Exercise objective: Render every line of the material below as a Markdown table with the columns Row and Text. Number the rows in order and skip any blank lines.

Supplied data:
──────────────────────────────
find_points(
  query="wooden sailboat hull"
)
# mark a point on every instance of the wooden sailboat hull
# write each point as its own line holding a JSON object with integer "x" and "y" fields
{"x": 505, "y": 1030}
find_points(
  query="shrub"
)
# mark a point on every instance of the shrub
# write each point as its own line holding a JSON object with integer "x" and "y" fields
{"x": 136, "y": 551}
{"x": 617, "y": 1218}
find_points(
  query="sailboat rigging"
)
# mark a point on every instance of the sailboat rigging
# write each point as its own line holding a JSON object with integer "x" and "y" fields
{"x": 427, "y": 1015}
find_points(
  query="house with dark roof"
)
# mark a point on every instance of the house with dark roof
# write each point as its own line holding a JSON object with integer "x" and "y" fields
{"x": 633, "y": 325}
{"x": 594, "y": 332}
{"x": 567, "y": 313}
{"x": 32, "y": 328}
──────────────────────────────
Response to the task:
| Row | Text |
|---|---|
| 1 | find_points( |
| 2 |   query="wooden sailboat hull" |
| 3 | ) |
| 4 | # mark a point on every instance of the wooden sailboat hull |
| 5 | # write each point as its own line holding a JSON object with integer "x" and "y" fields |
| 6 | {"x": 505, "y": 1030} |
| 7 | find_points( |
| 8 |   query="shrub" |
| 9 | ) |
| 10 | # mark a point on every instance of the shrub |
| 11 | # write each point as its own line holding a JSON object with integer "x" and "y" fields |
| 12 | {"x": 136, "y": 551} |
| 13 | {"x": 617, "y": 1218} |
| 14 | find_points( |
| 15 |   query="sailboat rigging" |
| 16 | ) |
| 17 | # mark a point on every instance of the sailboat rigging |
| 18 | # write each point as its own line holding a JSON object with integer "x" and "y" fields |
| 19 | {"x": 427, "y": 1015} |
| 20 | find_points( |
| 21 |   query="house with dark roof" |
| 22 | ) |
| 23 | # mark a point on every instance of the house with dark roof |
| 24 | # write each point as its own line holding a JSON object with integer "x" and "y" fields |
| 25 | {"x": 633, "y": 325} |
| 26 | {"x": 594, "y": 332} |
| 27 | {"x": 567, "y": 313} |
| 28 | {"x": 32, "y": 328} |